## REQUIREMENTS
(a) Write out the Pride protest article again, starting at "By Frankie Cook" and ending at "Parade on June 5.", and switch "contingent" to "delegation".
(b) Carry on writing the Pride protest article from the point where it stops.

## SOURCE TEXT

----------------------------------------

Protesting apartheid at Pride

By Frankie Cook

NEW YORK--A contingent of 25 LGBTQ activists and allies lined up behind a Queers Against Israeli Apartheid banner as part of the Queens Pride Parade on June 5.

Bringing a message of solidarity with the Palestinian struggle, marchers carried signs reading "Anti-Arab Racism is a Queer Issue," "Stop Pinkwashing Israel Apartheid," "Queer Rhymes with Tahrir," "Queers Love Drag Queens, Not F-16s" and "Bull Dykes, Not Missile Strikes."

Protesters chanted "We're here, we're queer, and we support Palestine" as well as "Gay, Straight, Arab, Jew, Israeli apartheid will never do!" as they marched past hundreds of onlookers, many who pumped their fists in solidarity or shouted support at the first-ever NYC Queers Against Israeli Apartheid (QAIA) contingent.

One queer Palestinian remarked that he never in his life thought he would see this happen. Later that week, NYC Queers Against Israel Apartheid marched in the Brooklyn Pride Parade, receiving a similar welcome and interest.

----------------------------------------

## MATERIAL
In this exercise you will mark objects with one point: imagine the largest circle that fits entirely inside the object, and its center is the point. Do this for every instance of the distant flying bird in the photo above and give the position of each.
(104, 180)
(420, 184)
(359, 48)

----------------------------------------

## RESULTS FOR THE EXERCISE
(a)
By Frankie Cook

NEW YORK--A delegation of 25 LGBTQ activists and allies lined up behind a Queers Against Israeli Apartheid banner as part of the Queens Pride Parade on June 5.

(b)
While QAIA received a surprising amount of support and interest at the first two New York City-wide Pride parades, the same cannot be said of NYC LGBT Center, which has kicked pro-Palestine queers to the curb.

The banning of free speech at the LGBT Center began when Siege Busters, an organization supporting an end to the U.S.-Israeli blockade of Gaza, was kicked out from meeting at the center due to pressure from right-wing Zionists, including racist gay pornographer Michael Lucas.

At a rally of hundreds in March to demand the reinstatement of Siege Busters and for free speech at the center, activists proposed the idea of marching in the Pride parades. Queers Against Israeli Apartheid in Toronto has also been organizing pro-Palestine contingents in Toronto's Pride parade.

A few weeks after the protest, the LGBT Center's board of directors hosted a community forum on the issue and, in the end, declared that Siege Busters wouldn't be allowed to meet because it is too "controversial" and "not LGBT-specific," and that the labeling of Israel as apartheid is "offensive and intimidating," and makes the community afraid of "violence."

With this, the center essentially took the same position as the Israeli Ministry of Foreign Affairs by saying that it's illegitimate and illegal to call Israel an apartheid state. Until now, the LGBT Center has been a place where activists of all sorts have come to organize--from antiwar, to abortion rights, workers' struggles and many others.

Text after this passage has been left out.